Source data
══════════════════════════════
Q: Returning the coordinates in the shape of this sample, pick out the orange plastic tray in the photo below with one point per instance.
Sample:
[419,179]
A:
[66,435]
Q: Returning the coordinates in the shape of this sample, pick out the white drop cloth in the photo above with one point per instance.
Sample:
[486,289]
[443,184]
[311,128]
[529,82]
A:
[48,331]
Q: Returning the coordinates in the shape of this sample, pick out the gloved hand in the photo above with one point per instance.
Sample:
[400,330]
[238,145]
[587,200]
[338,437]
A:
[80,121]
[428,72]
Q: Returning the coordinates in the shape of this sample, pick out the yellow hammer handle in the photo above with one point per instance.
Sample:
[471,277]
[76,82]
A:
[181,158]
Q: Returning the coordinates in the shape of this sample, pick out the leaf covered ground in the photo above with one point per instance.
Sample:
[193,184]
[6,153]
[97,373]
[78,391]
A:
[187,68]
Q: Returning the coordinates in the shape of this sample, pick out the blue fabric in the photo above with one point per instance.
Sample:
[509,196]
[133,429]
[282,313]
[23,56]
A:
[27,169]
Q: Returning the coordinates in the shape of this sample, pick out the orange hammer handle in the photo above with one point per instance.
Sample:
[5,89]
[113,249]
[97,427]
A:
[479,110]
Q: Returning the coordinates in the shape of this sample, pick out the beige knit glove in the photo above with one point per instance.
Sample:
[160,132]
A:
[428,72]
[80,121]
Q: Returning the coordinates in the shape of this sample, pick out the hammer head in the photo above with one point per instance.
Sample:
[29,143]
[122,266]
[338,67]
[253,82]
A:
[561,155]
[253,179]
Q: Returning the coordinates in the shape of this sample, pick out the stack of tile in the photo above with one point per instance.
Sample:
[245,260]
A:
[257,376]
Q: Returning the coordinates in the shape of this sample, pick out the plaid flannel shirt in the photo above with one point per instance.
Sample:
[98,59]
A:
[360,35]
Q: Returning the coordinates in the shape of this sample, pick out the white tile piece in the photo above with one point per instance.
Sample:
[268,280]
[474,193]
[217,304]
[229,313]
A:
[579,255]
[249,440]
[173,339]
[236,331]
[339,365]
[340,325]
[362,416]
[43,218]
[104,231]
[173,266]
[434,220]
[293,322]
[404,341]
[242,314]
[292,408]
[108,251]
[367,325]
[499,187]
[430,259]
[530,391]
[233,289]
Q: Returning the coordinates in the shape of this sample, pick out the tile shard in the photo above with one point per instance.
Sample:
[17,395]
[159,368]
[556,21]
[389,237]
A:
══════════════════════════════
_Your objective_. Copy out the listing above with every "pick out" swapped for "locate", leaving all else unchanged.

_Output for this exercise_.
Q: Returning the coordinates in the shape of this sample, locate the orange plastic tray in the photo below with one point per instance.
Sample:
[419,179]
A:
[66,435]
Q: Returning the coordinates in the shape of this sample, locate the white drop cloth in the photo above with one point per instance.
Sample:
[486,289]
[443,184]
[311,128]
[529,82]
A:
[48,331]
Q: Returning the coordinates in the shape of this sample, locate the gloved hand in the photo above with one point per instance.
Sample:
[400,330]
[238,145]
[587,200]
[338,437]
A:
[80,121]
[428,72]
Q: Returning the coordinates in the shape of this sample, locate the yellow hammer handle in the photo above with one point per instance.
Sample:
[471,277]
[76,82]
A:
[181,158]
Q: Returning the coordinates in the shape of this sample, locate the leaf covered ground in the photo above with one point per instance.
Sample:
[193,184]
[6,153]
[97,373]
[78,391]
A:
[187,68]
Q: Returning the coordinates in the shape of this sample, locate the blue fabric in the photo above with one point per instance.
Sample:
[509,196]
[133,429]
[282,313]
[23,56]
A:
[27,169]
Q: Returning the coordinates in the shape of this sample, locate the orange hammer handle in the photo above with one point per instance.
Sample:
[5,89]
[113,249]
[97,427]
A:
[479,110]
Q: Returning the coordinates in the shape of this sample, locate the beige knit glove in the photo above with one point per instance.
Sample:
[160,132]
A:
[428,72]
[80,121]
Q: Returning the coordinates in the shape of this sample, locate the hammer head in the photo above with one point per instance.
Sample:
[29,143]
[122,266]
[338,67]
[253,82]
A:
[561,155]
[253,179]
Q: Returning the coordinates in the shape of this sample, locate the stack of tile in the photo above with one point per instance.
Sample:
[245,260]
A:
[257,376]
Q: Returning the coordinates in the shape of this sample, locate the plaid flannel shirt in the photo above with one point per instance.
Sample:
[98,59]
A:
[360,35]
Q: Returning the coordinates in the shape of this sample, locate the white tile piece in the photo above with one point per instance.
Sample:
[268,280]
[474,193]
[217,304]
[229,313]
A:
[579,255]
[249,440]
[173,339]
[236,331]
[339,365]
[340,325]
[362,416]
[43,218]
[104,231]
[173,266]
[434,220]
[293,322]
[404,341]
[242,314]
[292,408]
[108,251]
[367,325]
[499,187]
[430,259]
[530,391]
[233,289]
Q: Returning the coordinates in the shape of this sample, locate the tile shard in the photo above with one point per instance.
Sample:
[17,395]
[159,368]
[556,21]
[389,237]
A:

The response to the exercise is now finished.